▶ EXERCISE
Please reproduce the whole listing without altering anything.

▶ EXTRACTED ENTRIES
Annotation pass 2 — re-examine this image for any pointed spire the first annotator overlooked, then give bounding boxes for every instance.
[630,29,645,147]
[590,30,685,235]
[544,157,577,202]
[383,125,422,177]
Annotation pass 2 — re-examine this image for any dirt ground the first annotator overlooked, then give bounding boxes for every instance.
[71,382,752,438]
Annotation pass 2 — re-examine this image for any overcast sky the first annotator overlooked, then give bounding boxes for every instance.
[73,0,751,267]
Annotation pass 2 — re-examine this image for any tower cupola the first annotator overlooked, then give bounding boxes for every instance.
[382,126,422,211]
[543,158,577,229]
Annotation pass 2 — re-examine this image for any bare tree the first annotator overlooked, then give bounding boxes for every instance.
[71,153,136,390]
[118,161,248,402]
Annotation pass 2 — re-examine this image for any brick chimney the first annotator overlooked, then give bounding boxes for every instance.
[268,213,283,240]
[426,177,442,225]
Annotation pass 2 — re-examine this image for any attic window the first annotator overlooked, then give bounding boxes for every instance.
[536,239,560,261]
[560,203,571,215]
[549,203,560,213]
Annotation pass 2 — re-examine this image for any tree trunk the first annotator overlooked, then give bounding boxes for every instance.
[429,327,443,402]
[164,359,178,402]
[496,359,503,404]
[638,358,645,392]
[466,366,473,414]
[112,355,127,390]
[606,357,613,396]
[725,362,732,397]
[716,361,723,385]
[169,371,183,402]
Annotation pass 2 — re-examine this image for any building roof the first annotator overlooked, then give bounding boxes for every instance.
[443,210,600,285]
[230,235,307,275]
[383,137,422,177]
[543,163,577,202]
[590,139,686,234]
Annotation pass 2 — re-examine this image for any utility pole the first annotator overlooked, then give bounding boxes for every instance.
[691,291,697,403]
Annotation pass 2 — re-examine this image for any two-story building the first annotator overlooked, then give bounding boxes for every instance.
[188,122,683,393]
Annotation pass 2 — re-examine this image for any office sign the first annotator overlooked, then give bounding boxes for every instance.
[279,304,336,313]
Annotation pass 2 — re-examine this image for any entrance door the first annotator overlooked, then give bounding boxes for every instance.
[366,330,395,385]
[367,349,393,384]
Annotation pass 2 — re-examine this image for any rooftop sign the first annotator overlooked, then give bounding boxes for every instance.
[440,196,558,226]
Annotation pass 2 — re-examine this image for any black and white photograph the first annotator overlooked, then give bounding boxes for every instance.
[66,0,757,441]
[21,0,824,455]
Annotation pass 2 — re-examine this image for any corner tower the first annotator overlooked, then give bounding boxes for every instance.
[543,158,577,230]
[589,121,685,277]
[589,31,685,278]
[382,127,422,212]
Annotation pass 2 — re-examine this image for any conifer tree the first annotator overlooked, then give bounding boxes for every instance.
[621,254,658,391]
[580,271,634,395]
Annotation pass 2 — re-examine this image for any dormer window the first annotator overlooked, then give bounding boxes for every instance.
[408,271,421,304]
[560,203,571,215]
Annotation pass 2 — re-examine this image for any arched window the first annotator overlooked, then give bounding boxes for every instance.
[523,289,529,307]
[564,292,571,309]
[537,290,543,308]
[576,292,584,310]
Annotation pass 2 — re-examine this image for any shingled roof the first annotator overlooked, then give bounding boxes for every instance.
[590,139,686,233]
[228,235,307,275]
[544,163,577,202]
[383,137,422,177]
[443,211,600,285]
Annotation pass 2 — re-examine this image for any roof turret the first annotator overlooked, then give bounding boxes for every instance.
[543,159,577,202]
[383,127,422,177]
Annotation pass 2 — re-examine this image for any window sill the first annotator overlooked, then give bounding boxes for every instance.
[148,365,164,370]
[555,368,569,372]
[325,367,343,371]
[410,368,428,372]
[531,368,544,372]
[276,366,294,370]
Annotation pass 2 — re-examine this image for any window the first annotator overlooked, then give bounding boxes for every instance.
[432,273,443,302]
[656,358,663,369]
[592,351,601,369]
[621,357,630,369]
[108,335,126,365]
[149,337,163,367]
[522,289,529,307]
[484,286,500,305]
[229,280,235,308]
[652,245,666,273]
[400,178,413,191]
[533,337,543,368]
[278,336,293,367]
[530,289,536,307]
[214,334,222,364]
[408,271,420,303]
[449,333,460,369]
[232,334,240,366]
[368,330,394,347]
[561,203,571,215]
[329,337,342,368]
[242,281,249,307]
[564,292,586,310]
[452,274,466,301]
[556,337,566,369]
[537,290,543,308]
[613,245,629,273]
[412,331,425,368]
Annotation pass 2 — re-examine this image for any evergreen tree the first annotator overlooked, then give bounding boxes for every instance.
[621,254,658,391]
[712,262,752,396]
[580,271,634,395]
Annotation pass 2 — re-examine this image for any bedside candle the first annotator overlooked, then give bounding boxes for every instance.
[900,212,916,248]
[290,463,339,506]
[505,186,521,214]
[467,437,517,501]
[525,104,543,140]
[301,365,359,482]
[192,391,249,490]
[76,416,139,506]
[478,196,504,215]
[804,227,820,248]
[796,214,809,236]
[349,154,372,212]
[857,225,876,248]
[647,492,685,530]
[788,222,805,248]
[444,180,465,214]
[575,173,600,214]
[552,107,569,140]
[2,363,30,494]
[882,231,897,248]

▶ YOUR SOLUTION
Annotation pass 2 — re-examine this image for any pointed spire the first annotator overlooked, then give bounding boxes for every instance.
[630,29,645,147]
[590,30,685,235]
[544,157,577,202]
[383,125,422,177]
Annotation pass 2 — re-examine this image for any dirt ground the first annotator overlooked, then give bounding boxes for every instance.
[71,382,752,438]
Annotation pass 2 — re-examine this image for any overcast sky the first annotator overlooked, then give bounding boxes for every instance.
[73,0,751,267]
Annotation pass 2 — re-examine this image for any tower cupola the first annotator overlooked, then give bounding boxes for every instance.
[382,126,422,211]
[543,158,577,229]
Annotation pass 2 — re-examine this image for any bare tree the first annotator overlooked, then give bounding boxes for every instance.
[71,153,136,390]
[118,161,248,402]
Annotation pass 2 — re-examine this image for any brick chimney the first annotator overlooked, then give bounding boxes for every instance.
[268,213,283,240]
[426,177,442,225]
Annotation pass 2 — re-examine this image for any attic window the first annotator overlooked, then give bounding boxes for every instance.
[536,239,560,261]
[560,203,571,215]
[549,203,560,213]
Annotation pass 2 — re-examine this image for any tree trunk the first annotator overlooked, then give bounding boxes for every instance.
[429,327,443,402]
[164,359,178,402]
[496,359,503,404]
[638,358,645,392]
[466,366,473,414]
[112,355,127,390]
[606,357,613,396]
[725,362,732,397]
[716,361,723,385]
[169,371,183,402]
Annotation pass 2 — re-examine this image for any building roof the first annotator overlooked, then give bounding boxes for every instance.
[443,210,600,285]
[230,235,307,275]
[383,137,422,177]
[543,163,577,202]
[590,139,686,234]
Annotation pass 2 — re-examine this image for any utility pole the first annotator overlooked, then give bounding boxes for every instance.
[691,291,697,403]
Annotation pass 2 — re-examine this image for any two-story building the first annotator overlooked, then give bounding boxes for every instance.
[188,122,683,393]
Annotation pass 2 — re-examine this image for any office sign the first annotator overlooked, then give bounding boxes for every instance.
[279,304,336,313]
Annotation pass 2 — re-examine this image for any entrance door the first annotator overlooked, then give bounding boxes for every instance.
[366,330,395,385]
[367,349,393,384]
Annotation pass 2 — re-examine this image for any rooftop sign the first annotator overlooked, then give bounding boxes for every instance.
[440,196,558,226]
Annotation pass 2 — re-examine this image for any black and white photograph the first annotator overlooked, then give bounding boxes for every instance.
[66,0,757,441]
[21,0,824,455]
Annotation pass 2 — re-examine this image for any corner tower the first annotator overlooked, then give bounding boxes for every instance.
[543,158,577,230]
[589,121,685,277]
[589,31,685,278]
[382,127,422,212]
Annotation pass 2 — re-examine this image for any conifer tree the first annotator overlooked, then give bounding boxes for every instance.
[621,254,658,391]
[580,271,634,395]
Annotation pass 2 — re-examine this image for any dormer window the first annotator overlooked, then give bounding boxes for every instance.
[408,271,421,304]
[560,203,571,215]
Annotation pass 2 — re-examine this image for any arched window the first annotator overlooked, then give bounding boxes for every instance.
[523,289,529,307]
[564,292,571,309]
[537,290,543,308]
[576,292,584,310]
Annotation pass 2 — re-examine this image for any shingled roof the first annotator overlooked, then give bounding boxes for every instance.
[590,139,686,233]
[228,235,307,275]
[544,163,577,202]
[383,137,422,177]
[443,211,600,285]
Annotation pass 2 — re-examine this image for any roof turret the first annotator overlooked, then give bounding boxes for every instance.
[543,159,577,202]
[383,127,422,177]
Annotation pass 2 — re-examine this image for any window sill the first annotator overlooked, then give bounding boxes for every instance.
[148,365,164,370]
[555,368,569,372]
[325,367,343,371]
[410,368,428,372]
[531,368,544,372]
[276,366,294,370]
Annotation pass 2 — re-examine this image for any window the first annotator overlooked, then give bounding boxes for every instance.
[432,273,443,302]
[656,358,663,369]
[592,351,601,369]
[621,357,630,369]
[108,335,126,365]
[149,337,163,367]
[522,289,529,307]
[484,286,500,305]
[229,280,235,308]
[652,245,666,273]
[400,178,413,191]
[533,337,543,368]
[278,336,293,367]
[530,289,536,307]
[214,334,222,364]
[408,271,420,303]
[449,333,460,369]
[232,334,240,366]
[368,330,394,347]
[561,203,571,215]
[329,337,342,368]
[242,281,249,307]
[564,292,586,310]
[452,274,466,301]
[556,337,566,369]
[537,290,543,308]
[613,245,629,273]
[412,331,425,368]
Annotation pass 2 — re-examine this image for any evergreen tree the first annotator overlooked, then give bounding boxes for every instance.
[621,254,658,391]
[712,262,752,396]
[580,271,634,395]
Annotation pass 2 — re-examine this image for any bedside candle the first annotator overlooked, then give bounding boxes for every instance.
[900,212,916,248]
[290,463,339,506]
[505,186,521,214]
[467,437,517,501]
[525,104,543,140]
[301,365,359,482]
[192,391,249,490]
[76,416,139,506]
[478,196,504,215]
[804,227,820,248]
[796,214,809,236]
[349,154,372,212]
[857,225,876,248]
[647,492,685,530]
[788,222,805,248]
[444,180,465,214]
[575,173,600,214]
[552,107,569,140]
[2,363,30,494]
[882,231,897,248]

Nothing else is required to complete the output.